---- Study material

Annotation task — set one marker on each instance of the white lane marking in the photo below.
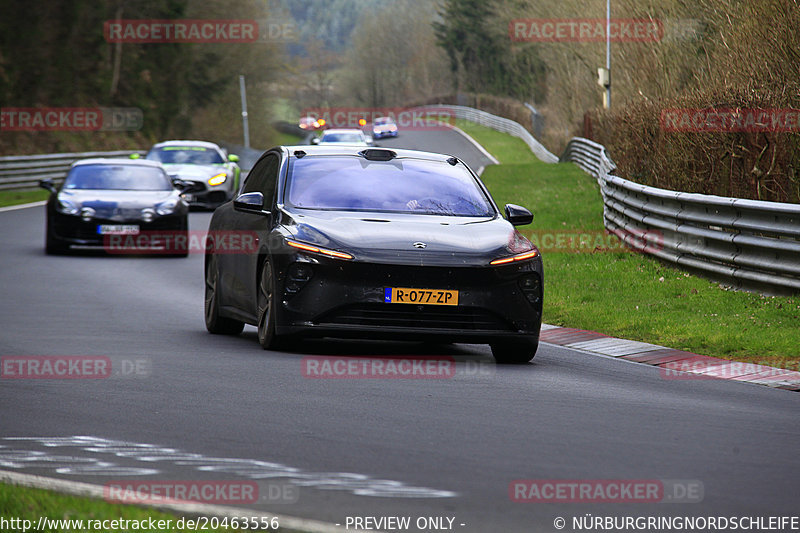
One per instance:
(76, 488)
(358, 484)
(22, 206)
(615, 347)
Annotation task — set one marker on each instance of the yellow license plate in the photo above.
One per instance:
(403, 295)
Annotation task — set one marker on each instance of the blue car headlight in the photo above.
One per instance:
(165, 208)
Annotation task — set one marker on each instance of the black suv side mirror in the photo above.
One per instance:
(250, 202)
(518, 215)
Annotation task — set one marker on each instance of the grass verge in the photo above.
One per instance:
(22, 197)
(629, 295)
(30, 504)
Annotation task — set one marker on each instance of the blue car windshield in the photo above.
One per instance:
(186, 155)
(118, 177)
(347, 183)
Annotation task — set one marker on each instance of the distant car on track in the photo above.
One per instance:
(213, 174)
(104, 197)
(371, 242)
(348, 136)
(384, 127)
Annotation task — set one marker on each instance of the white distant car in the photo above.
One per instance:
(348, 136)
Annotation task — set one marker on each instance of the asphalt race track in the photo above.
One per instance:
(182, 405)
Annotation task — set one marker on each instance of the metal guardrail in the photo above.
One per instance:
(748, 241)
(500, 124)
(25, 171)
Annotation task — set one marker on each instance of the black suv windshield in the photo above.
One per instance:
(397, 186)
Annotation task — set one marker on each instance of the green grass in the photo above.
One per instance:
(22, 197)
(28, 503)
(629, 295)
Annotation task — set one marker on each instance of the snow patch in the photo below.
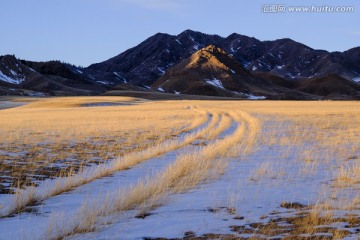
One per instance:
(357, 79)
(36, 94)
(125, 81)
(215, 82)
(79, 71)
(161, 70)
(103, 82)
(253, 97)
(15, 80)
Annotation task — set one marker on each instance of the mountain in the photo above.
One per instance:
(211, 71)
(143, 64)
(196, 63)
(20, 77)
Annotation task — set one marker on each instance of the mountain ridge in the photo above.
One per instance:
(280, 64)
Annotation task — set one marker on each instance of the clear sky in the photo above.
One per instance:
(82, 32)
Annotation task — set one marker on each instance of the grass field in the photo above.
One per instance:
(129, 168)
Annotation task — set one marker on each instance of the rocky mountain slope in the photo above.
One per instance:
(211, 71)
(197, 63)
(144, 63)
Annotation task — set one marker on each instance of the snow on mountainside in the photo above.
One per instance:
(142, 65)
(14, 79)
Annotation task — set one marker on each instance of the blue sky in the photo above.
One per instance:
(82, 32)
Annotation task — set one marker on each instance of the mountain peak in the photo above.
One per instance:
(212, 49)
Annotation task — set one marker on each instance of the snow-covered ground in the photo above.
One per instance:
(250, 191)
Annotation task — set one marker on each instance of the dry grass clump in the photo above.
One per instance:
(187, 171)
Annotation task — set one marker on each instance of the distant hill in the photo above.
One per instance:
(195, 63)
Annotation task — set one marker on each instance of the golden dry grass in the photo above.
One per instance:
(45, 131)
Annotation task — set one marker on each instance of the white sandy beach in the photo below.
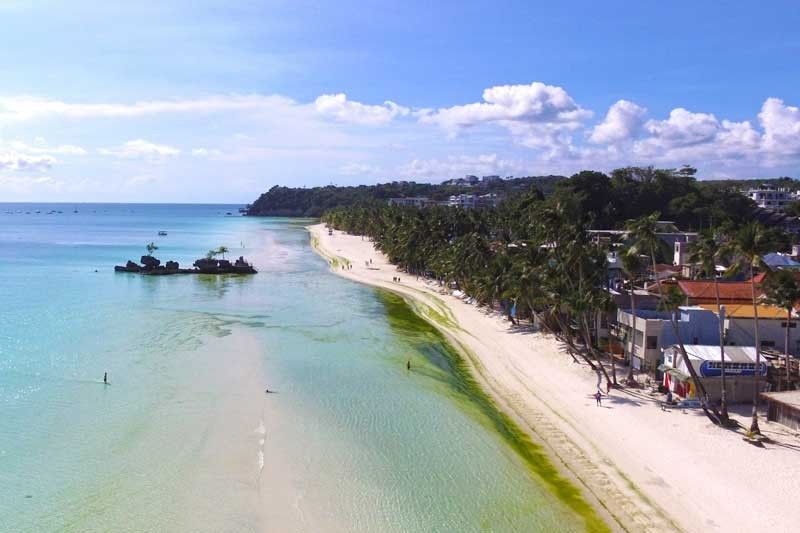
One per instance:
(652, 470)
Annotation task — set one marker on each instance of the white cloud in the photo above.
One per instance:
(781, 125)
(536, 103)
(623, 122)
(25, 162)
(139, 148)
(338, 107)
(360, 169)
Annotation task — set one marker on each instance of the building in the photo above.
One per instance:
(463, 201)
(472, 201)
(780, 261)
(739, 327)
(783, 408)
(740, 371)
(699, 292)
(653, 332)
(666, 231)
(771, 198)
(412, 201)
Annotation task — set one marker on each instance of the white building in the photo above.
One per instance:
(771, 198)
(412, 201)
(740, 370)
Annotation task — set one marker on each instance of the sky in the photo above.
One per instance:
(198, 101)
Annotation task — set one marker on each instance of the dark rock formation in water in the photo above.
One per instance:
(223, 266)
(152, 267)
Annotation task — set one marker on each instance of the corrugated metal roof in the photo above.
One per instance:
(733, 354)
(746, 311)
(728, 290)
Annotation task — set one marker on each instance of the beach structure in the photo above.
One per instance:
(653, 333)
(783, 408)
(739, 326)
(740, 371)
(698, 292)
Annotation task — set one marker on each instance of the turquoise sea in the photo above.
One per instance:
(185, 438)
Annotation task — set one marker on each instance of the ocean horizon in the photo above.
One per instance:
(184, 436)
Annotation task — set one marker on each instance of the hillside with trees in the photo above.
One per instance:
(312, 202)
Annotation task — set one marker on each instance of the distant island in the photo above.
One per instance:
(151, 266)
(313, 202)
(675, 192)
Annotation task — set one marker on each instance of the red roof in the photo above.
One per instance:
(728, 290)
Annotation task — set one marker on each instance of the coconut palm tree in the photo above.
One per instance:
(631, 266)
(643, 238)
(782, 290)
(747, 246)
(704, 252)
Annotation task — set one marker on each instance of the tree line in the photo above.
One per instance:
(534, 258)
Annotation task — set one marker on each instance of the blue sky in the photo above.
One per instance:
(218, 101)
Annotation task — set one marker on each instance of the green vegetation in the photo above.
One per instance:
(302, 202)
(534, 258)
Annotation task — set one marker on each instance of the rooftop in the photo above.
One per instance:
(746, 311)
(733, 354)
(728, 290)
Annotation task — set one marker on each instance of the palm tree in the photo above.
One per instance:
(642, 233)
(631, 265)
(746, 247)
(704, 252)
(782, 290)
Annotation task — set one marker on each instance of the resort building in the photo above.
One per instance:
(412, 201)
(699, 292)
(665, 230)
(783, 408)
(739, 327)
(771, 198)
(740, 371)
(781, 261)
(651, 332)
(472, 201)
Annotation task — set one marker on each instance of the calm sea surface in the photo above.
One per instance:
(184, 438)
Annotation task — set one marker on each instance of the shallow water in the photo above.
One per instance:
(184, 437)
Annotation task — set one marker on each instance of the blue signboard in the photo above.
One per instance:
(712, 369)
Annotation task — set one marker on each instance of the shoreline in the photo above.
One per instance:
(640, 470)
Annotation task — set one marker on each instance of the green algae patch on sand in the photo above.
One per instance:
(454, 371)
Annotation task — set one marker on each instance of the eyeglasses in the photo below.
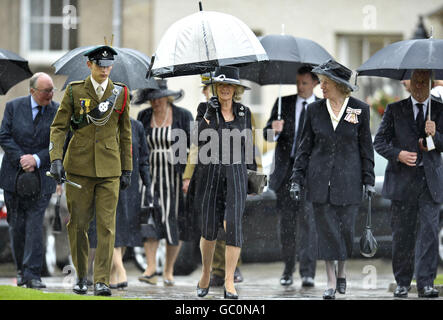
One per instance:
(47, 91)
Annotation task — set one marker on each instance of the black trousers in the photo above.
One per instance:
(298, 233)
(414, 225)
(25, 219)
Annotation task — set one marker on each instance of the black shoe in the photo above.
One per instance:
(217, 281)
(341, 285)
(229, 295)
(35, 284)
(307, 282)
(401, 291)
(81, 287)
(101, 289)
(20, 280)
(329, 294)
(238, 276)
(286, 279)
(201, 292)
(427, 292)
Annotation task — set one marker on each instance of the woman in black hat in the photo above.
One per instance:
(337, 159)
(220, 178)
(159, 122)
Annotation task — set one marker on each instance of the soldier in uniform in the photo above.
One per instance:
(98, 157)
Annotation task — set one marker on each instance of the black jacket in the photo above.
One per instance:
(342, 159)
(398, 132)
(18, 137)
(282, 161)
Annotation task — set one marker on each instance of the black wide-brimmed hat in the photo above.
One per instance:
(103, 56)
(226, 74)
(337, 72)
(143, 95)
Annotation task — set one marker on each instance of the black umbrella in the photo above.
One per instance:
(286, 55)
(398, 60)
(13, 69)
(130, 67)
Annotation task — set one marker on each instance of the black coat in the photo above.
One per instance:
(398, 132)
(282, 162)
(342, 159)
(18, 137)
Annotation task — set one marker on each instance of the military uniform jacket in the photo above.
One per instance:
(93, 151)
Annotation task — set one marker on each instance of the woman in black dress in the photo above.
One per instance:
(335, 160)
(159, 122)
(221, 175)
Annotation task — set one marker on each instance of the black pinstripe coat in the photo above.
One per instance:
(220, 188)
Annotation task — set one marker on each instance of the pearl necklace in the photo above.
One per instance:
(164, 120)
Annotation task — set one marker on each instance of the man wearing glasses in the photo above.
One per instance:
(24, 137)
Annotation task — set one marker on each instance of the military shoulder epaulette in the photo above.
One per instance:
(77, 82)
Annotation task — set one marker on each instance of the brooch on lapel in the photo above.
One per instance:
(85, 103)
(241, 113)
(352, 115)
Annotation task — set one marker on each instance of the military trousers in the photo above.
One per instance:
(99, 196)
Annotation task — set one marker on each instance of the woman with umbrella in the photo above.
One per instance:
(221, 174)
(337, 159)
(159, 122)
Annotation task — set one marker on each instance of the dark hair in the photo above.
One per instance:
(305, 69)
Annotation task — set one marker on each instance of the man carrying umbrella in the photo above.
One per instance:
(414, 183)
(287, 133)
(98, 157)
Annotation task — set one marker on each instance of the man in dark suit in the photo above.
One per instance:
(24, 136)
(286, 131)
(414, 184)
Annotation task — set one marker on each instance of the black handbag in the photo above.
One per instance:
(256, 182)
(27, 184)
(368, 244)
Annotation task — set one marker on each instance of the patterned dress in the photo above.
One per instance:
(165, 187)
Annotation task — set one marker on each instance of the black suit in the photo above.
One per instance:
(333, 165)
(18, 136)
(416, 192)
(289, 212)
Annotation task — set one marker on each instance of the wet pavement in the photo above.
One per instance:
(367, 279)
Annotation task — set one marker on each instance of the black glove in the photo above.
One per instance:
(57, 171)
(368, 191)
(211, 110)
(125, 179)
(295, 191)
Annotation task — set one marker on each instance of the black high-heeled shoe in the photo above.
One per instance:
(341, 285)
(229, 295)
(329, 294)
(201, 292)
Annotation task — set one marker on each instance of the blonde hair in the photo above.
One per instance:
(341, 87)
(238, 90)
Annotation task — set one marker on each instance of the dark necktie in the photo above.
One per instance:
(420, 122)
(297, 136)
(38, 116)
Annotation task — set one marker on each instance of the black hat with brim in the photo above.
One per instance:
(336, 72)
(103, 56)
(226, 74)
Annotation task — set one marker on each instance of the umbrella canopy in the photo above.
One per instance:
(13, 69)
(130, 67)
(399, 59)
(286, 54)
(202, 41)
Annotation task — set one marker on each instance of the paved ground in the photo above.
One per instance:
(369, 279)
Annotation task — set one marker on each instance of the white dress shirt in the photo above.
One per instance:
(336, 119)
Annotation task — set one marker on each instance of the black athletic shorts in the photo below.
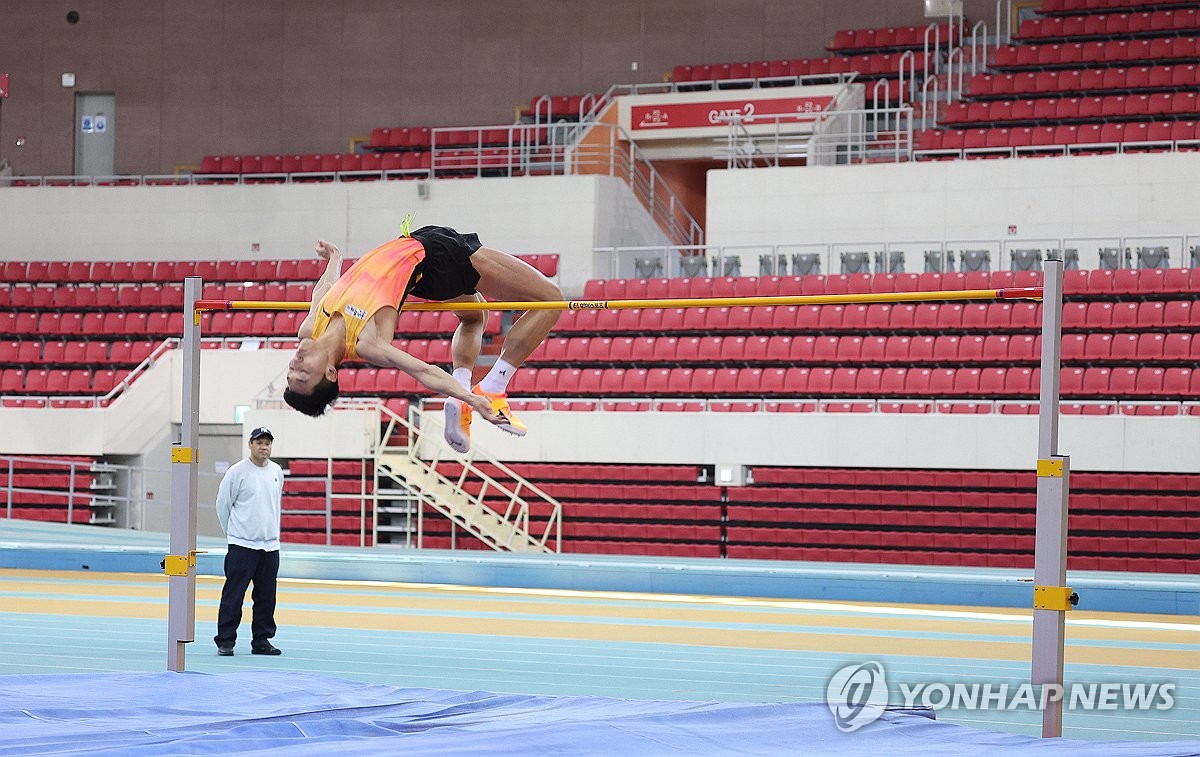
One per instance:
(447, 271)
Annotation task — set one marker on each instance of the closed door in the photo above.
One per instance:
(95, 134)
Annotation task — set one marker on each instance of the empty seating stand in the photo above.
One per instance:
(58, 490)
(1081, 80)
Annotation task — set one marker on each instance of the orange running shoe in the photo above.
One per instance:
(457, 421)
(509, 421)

--------

* [Try it] Using the records above, report each line that contains the word "dress" by copying it.

* [Solution below]
Annotation task — set one marker on each instance of the woman in black dress in the photo above.
Annotation task — set one marker on each instance of the patterned dress in the photo above.
Annotation task — set one marker on each instance of the white dress shirt in the photo above.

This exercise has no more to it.